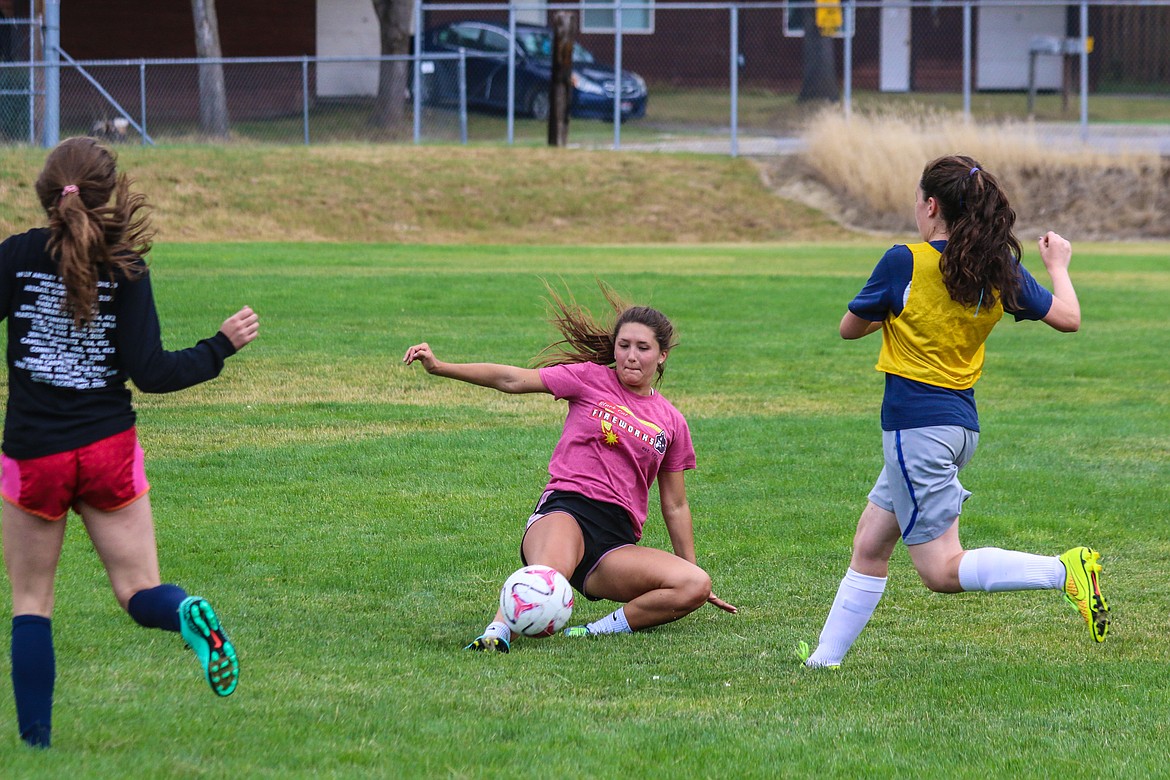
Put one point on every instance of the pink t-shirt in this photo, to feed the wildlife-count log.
(614, 442)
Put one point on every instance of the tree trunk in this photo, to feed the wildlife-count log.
(561, 90)
(818, 63)
(394, 28)
(212, 91)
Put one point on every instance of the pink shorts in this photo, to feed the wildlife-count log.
(105, 475)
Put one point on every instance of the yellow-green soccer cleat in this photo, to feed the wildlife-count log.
(1082, 588)
(803, 653)
(204, 634)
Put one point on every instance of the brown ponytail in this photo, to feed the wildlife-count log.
(88, 236)
(981, 262)
(584, 339)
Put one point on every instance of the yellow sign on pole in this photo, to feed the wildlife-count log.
(828, 16)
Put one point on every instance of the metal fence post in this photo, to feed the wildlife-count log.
(1085, 71)
(847, 52)
(511, 73)
(52, 73)
(967, 61)
(304, 96)
(142, 98)
(617, 75)
(462, 95)
(735, 80)
(417, 96)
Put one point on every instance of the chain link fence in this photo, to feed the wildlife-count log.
(713, 76)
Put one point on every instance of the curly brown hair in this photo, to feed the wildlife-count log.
(981, 262)
(89, 236)
(586, 339)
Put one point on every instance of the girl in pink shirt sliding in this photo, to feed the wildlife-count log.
(619, 435)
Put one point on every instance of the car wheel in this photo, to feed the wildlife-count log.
(537, 103)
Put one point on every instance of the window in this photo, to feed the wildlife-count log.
(637, 15)
(494, 41)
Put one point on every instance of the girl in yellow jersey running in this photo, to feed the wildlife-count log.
(935, 304)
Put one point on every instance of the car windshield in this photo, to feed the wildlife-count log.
(538, 43)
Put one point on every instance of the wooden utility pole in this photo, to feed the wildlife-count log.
(561, 89)
(212, 90)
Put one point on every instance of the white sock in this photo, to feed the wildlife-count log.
(497, 629)
(857, 598)
(991, 570)
(612, 623)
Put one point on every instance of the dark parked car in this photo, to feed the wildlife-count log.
(486, 48)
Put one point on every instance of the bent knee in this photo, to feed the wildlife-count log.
(694, 589)
(940, 582)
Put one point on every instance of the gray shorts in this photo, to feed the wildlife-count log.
(920, 481)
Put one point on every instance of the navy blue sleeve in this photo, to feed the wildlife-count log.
(139, 345)
(1033, 301)
(885, 290)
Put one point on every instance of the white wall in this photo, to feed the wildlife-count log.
(346, 27)
(1003, 36)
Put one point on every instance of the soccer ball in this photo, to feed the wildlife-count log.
(536, 601)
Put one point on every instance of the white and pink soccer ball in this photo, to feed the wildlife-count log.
(536, 601)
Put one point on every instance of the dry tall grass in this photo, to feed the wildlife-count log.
(872, 163)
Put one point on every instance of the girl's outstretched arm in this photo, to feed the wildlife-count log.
(1057, 254)
(506, 379)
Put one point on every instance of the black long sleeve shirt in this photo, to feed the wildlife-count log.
(67, 386)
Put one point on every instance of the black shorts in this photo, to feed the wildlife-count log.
(605, 527)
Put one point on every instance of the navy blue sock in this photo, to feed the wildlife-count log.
(34, 670)
(157, 607)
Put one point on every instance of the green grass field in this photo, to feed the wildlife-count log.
(352, 519)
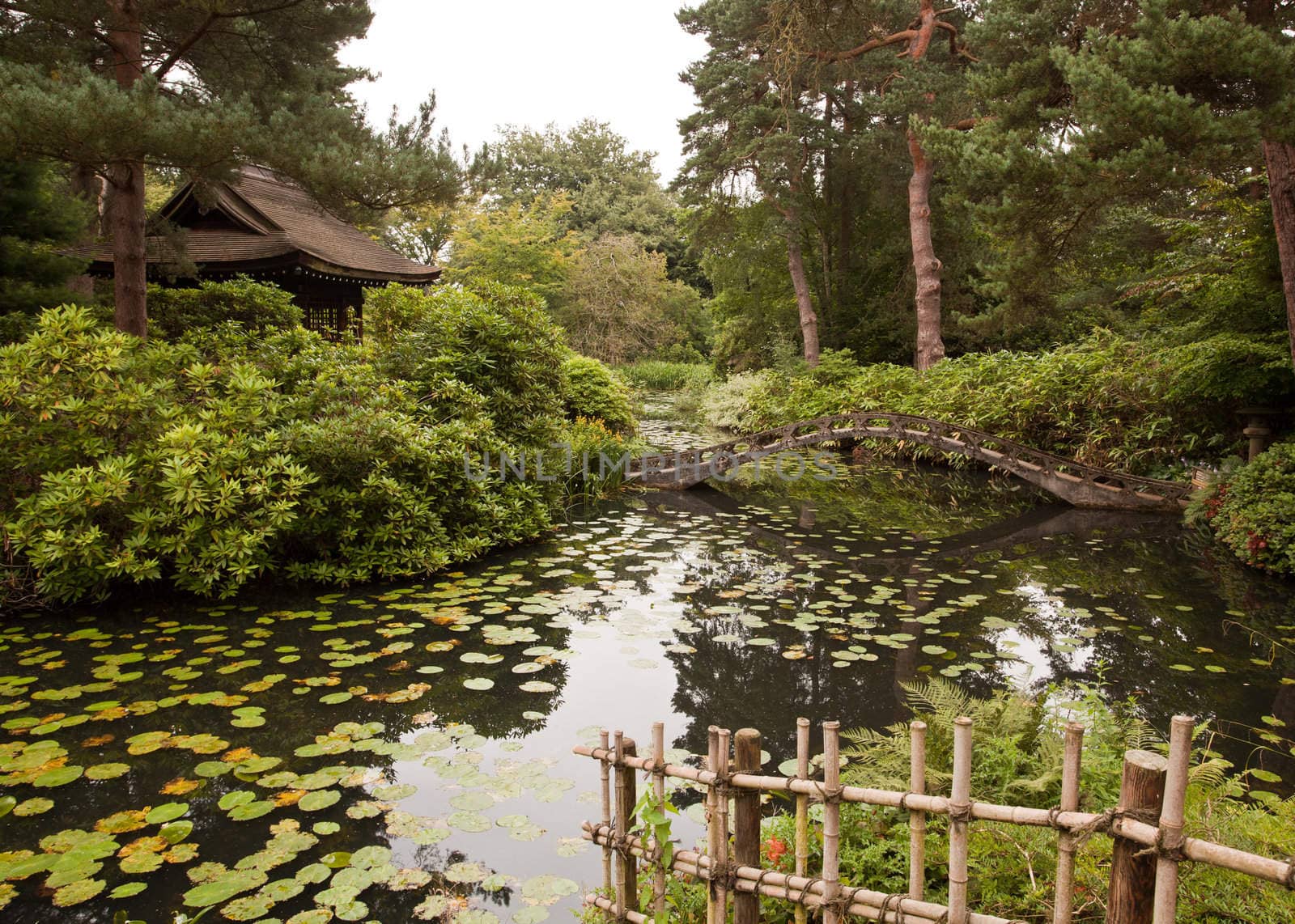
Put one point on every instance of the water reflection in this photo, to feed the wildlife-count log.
(447, 710)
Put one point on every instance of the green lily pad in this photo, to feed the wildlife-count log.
(107, 770)
(223, 888)
(75, 893)
(250, 811)
(319, 800)
(166, 813)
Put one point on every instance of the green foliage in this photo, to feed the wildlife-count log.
(619, 304)
(36, 218)
(392, 312)
(729, 404)
(1018, 755)
(232, 455)
(517, 244)
(593, 392)
(614, 189)
(1254, 513)
(499, 342)
(597, 457)
(664, 375)
(1139, 405)
(254, 306)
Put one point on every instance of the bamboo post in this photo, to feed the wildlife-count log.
(746, 824)
(802, 807)
(1133, 876)
(658, 752)
(605, 770)
(960, 817)
(722, 798)
(712, 827)
(627, 866)
(1064, 906)
(917, 820)
(830, 822)
(1171, 820)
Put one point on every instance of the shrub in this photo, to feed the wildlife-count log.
(500, 342)
(729, 404)
(596, 452)
(593, 392)
(1254, 513)
(231, 455)
(175, 312)
(393, 311)
(126, 461)
(1020, 746)
(1109, 401)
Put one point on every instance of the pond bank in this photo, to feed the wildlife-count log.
(435, 720)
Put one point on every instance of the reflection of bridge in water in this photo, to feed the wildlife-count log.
(1078, 484)
(1017, 536)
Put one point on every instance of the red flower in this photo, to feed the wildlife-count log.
(775, 850)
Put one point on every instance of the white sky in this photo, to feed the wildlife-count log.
(529, 62)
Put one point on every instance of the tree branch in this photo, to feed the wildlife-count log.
(872, 45)
(213, 17)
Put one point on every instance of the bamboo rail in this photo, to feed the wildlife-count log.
(738, 874)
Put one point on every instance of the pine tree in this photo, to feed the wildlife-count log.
(112, 87)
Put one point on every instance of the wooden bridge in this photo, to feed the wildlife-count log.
(1078, 484)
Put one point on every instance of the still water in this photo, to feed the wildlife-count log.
(398, 752)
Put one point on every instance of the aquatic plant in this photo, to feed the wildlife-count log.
(1253, 513)
(1141, 407)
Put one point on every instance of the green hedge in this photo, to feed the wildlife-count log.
(1109, 401)
(175, 312)
(1254, 513)
(232, 455)
(593, 392)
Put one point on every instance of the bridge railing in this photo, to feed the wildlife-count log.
(1146, 829)
(951, 438)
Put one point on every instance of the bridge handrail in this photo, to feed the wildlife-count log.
(902, 426)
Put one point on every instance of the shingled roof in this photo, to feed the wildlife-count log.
(259, 220)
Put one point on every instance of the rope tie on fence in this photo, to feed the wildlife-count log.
(723, 871)
(829, 794)
(962, 813)
(805, 892)
(1105, 822)
(897, 900)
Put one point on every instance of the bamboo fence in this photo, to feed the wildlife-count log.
(1146, 830)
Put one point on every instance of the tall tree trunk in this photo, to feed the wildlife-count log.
(126, 209)
(805, 303)
(1280, 159)
(930, 345)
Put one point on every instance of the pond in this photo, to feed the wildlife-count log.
(401, 752)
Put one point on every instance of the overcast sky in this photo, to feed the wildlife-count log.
(496, 62)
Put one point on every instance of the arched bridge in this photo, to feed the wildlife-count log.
(1079, 484)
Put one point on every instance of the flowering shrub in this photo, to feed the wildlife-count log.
(592, 391)
(1254, 513)
(235, 453)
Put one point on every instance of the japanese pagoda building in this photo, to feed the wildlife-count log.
(265, 227)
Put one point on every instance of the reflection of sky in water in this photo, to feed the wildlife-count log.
(744, 607)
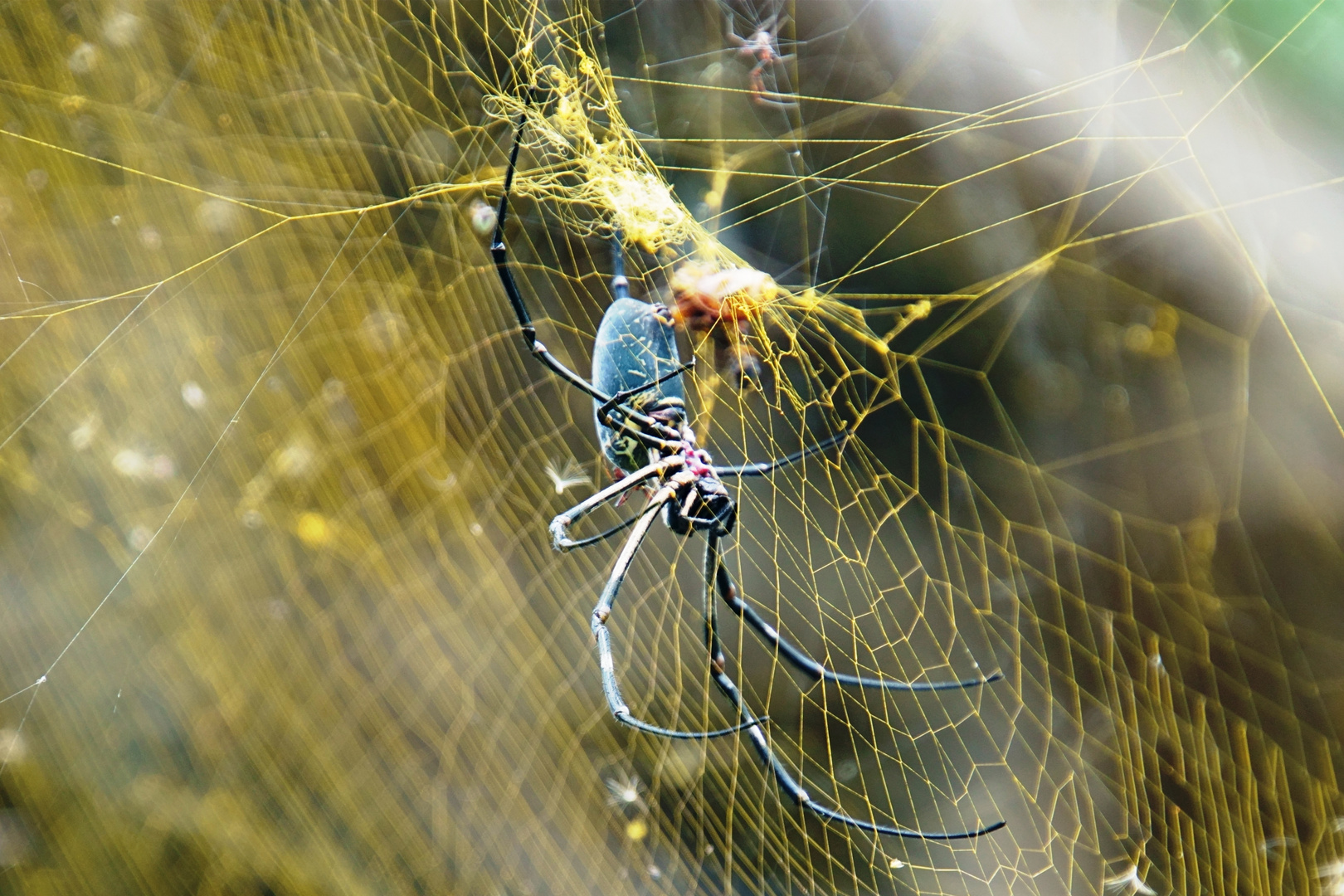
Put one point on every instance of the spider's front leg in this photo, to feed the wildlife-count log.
(602, 611)
(714, 579)
(561, 539)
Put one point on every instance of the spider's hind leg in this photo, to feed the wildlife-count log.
(776, 767)
(611, 687)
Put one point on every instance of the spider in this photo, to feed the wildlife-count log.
(639, 406)
(763, 47)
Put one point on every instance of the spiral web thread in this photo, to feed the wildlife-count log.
(279, 610)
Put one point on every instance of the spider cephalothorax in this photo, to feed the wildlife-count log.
(700, 501)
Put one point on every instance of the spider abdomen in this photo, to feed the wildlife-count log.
(636, 344)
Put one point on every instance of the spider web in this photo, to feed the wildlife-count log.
(279, 610)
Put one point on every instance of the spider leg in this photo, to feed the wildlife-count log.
(502, 266)
(782, 777)
(815, 670)
(604, 638)
(621, 289)
(769, 466)
(561, 524)
(604, 536)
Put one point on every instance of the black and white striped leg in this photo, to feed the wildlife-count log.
(604, 638)
(499, 251)
(784, 779)
(561, 539)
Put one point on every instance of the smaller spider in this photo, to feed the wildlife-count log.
(721, 304)
(763, 47)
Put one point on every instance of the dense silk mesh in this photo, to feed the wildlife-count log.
(279, 611)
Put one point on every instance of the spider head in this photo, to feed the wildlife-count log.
(702, 503)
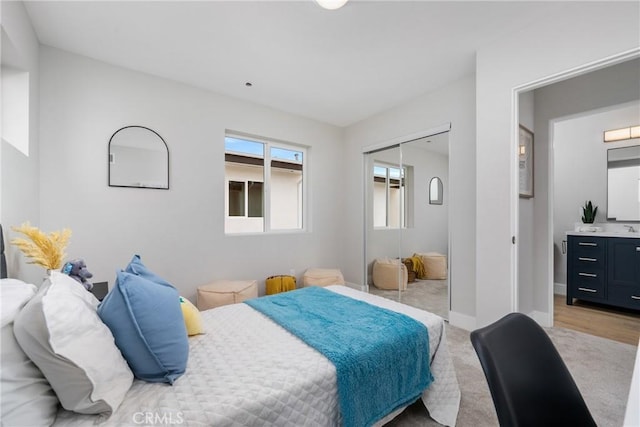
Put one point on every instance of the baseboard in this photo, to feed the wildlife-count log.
(560, 288)
(463, 321)
(542, 318)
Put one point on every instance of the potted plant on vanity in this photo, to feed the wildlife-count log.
(589, 212)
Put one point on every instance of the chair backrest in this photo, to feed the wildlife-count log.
(529, 382)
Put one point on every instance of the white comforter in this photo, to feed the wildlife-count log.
(248, 371)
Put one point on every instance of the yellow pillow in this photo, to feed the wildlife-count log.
(192, 319)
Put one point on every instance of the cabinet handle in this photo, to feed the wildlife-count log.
(587, 275)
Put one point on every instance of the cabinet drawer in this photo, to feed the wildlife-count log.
(588, 247)
(625, 296)
(588, 274)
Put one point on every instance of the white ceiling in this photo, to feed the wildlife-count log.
(336, 66)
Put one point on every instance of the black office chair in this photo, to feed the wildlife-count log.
(529, 382)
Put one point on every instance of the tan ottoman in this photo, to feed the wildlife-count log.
(322, 277)
(389, 274)
(435, 265)
(223, 292)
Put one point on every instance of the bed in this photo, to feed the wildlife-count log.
(246, 370)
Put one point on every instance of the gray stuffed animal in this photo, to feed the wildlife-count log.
(77, 270)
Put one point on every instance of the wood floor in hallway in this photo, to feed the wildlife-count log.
(600, 320)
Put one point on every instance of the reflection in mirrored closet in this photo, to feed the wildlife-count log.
(407, 227)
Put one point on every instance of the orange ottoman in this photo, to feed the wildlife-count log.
(224, 292)
(277, 284)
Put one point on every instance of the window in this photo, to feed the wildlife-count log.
(389, 208)
(258, 198)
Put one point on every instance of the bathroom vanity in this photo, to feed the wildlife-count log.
(604, 268)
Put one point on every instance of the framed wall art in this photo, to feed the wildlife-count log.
(525, 162)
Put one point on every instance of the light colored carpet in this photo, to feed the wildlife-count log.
(601, 368)
(429, 295)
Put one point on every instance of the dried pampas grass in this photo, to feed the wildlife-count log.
(45, 250)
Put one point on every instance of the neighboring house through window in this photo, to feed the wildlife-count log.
(258, 198)
(389, 209)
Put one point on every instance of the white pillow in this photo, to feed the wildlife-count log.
(26, 396)
(61, 332)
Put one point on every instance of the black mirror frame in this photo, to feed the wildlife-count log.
(133, 186)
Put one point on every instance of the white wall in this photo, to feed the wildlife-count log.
(19, 185)
(179, 233)
(560, 42)
(580, 170)
(526, 237)
(453, 103)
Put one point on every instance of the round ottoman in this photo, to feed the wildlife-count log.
(223, 292)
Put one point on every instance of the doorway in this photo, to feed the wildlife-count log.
(540, 259)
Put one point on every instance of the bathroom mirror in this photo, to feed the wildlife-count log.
(138, 158)
(623, 184)
(435, 191)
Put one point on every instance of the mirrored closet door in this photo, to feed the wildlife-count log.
(406, 217)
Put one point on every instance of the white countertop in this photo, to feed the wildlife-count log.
(626, 234)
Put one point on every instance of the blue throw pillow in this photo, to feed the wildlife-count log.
(146, 321)
(139, 269)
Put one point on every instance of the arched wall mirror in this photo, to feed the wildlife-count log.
(435, 191)
(138, 158)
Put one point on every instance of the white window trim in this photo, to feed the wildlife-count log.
(403, 201)
(269, 143)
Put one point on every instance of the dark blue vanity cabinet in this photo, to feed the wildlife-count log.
(604, 270)
(623, 272)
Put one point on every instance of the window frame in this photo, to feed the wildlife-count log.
(402, 195)
(268, 144)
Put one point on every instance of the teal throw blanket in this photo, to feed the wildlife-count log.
(381, 357)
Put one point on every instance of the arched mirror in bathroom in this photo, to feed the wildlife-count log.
(435, 191)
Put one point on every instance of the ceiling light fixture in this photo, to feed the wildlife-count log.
(622, 134)
(331, 4)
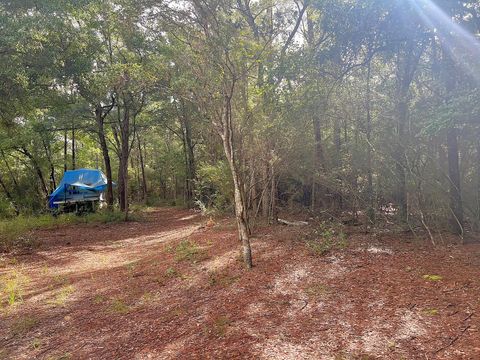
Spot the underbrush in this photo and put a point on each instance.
(326, 237)
(17, 232)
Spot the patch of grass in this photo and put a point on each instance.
(12, 286)
(326, 238)
(432, 277)
(188, 250)
(320, 247)
(171, 273)
(36, 343)
(65, 356)
(23, 325)
(98, 299)
(16, 232)
(119, 307)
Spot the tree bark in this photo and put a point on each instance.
(456, 205)
(65, 152)
(123, 162)
(370, 199)
(100, 115)
(74, 155)
(142, 169)
(37, 169)
(241, 215)
(8, 195)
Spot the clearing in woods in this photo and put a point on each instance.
(168, 288)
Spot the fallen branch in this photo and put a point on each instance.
(292, 223)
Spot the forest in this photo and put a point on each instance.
(349, 114)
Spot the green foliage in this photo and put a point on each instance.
(12, 287)
(17, 232)
(23, 325)
(214, 188)
(325, 239)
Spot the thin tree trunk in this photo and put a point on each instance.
(265, 193)
(37, 169)
(65, 152)
(10, 172)
(100, 117)
(142, 168)
(123, 166)
(400, 160)
(52, 168)
(9, 195)
(456, 205)
(370, 199)
(240, 208)
(74, 160)
(318, 161)
(478, 183)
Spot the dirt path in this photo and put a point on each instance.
(167, 289)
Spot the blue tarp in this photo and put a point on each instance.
(78, 185)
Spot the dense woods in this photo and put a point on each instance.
(364, 111)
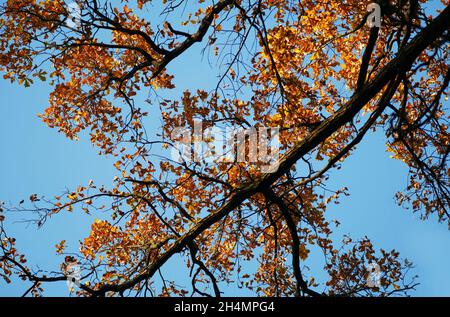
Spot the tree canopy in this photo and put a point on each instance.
(317, 71)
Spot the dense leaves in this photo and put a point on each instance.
(315, 70)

####

◆ Given exercise ◆
Pictures aside, set down the lines from the one containing "Put one point on every instance of the window frame" through the end of the records above, exactly and only those.

◆ Result of the exercise ◆
Put one point on every instance of the window frame in this photo, to feed the wildlife-count log.
(402, 195)
(268, 144)
Put one point on every instance of the teal throw blanket in this photo, to feed the wildlife-count log.
(381, 357)
Put one point on every instance of the arched mirror in bathroom in this photo, to feed the wildlife-count log.
(435, 191)
Put one point on every instance of the ceiling light fixture in this photo, to feed the wildlife-count log.
(622, 134)
(331, 4)
Spot the underbrush in this photo and put a point on each instance.
(326, 237)
(17, 232)
Spot the patch of grass in this photo and put a point on each instance.
(12, 286)
(326, 238)
(432, 277)
(188, 250)
(320, 247)
(171, 273)
(36, 343)
(65, 356)
(23, 325)
(98, 299)
(16, 232)
(119, 307)
Spot the tree bark in this photo and put a point on each instance.
(456, 205)
(65, 152)
(123, 162)
(370, 199)
(100, 115)
(74, 155)
(142, 169)
(37, 169)
(241, 215)
(8, 195)
Spot the clearing in woods in this photo and put a point on each instance.
(168, 288)
Spot the fallen branch in this photo and put a point on each instance.
(292, 223)
Spot the forest in this photo and put a point on each instance.
(349, 114)
Spot the green foliage in this photo and put a point on each instance.
(12, 287)
(17, 232)
(23, 325)
(214, 188)
(325, 239)
Spot the thin tree trunk in this photo and put a point on each instance.
(265, 193)
(37, 169)
(65, 152)
(10, 172)
(100, 117)
(142, 168)
(123, 166)
(400, 160)
(52, 168)
(9, 195)
(456, 205)
(370, 199)
(240, 208)
(74, 160)
(318, 161)
(478, 183)
Spot the dirt path in this photo and put a point on each instance.
(167, 289)
Spot the blue tarp in this photo and put a point on each instance.
(78, 185)
Spot the dense woods in this photo and put a point on each instance.
(364, 111)
Spot the tree canopy in this photo and put a point on each instance.
(317, 71)
Spot the dense leaves in this photo and put a point on each instance.
(315, 70)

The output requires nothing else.